--- Exercise goal ---
Write out every line of the records below, requests included but with the pictures left out, and rescale each box coordinate in the answers by 0.7, rounding to whole numbers with halves going up. Leave the numbers in the requests and their format samples as they are.

◆ ◆ ◆ ◆ ◆

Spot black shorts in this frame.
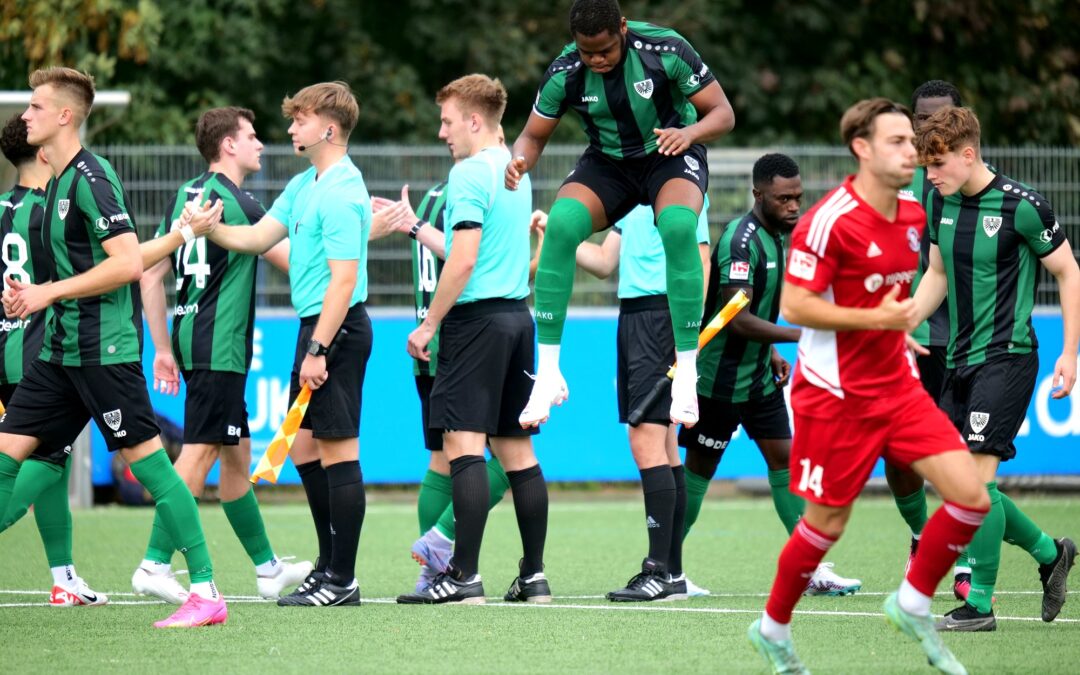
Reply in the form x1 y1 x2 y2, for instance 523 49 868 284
183 370 252 445
678 389 792 453
416 375 443 451
0 360 161 455
941 352 1039 461
428 298 538 436
616 295 675 427
916 347 948 406
288 302 372 438
563 145 708 226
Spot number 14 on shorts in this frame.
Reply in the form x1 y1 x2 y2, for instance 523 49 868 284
799 459 825 499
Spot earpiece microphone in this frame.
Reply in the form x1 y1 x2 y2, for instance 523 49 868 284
296 129 334 152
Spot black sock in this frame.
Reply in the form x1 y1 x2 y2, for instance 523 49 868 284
450 455 491 579
326 460 367 585
640 464 675 569
667 464 686 577
296 460 333 572
507 464 548 578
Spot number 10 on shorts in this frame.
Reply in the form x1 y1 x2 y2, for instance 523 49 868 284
799 459 825 499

◆ ◆ ◆ ◆ ◆

--- Exercise solution ---
Spot black shorts in this frame.
Reply in the form x1 y1 x2 y2, for instance 523 49 868 284
128 259 176 312
475 272 554 317
291 263 310 316
0 252 113 319
659 246 727 323
300 209 377 305
431 207 473 299
641 243 664 284
202 211 260 307
394 102 496 158
Spot number 14 on shorts in this frame.
Reply in the form x1 y1 x2 y2, for instance 523 49 868 284
559 321 578 349
Spot earpiece microphone in this frame.
Reply in the form x1 y1 x2 y2, for instance 523 49 868 284
207 90 234 106
Spot black sock in this frame.
Reply in the form x1 y1 x2 y2, for instance 523 49 868 284
315 319 344 405
228 322 257 410
448 325 473 398
467 325 480 404
207 322 233 400
355 325 384 405
Spot number 10 on shorts in this frame.
Reply in the form x1 y1 x2 y2, for instance 523 49 868 284
559 321 578 349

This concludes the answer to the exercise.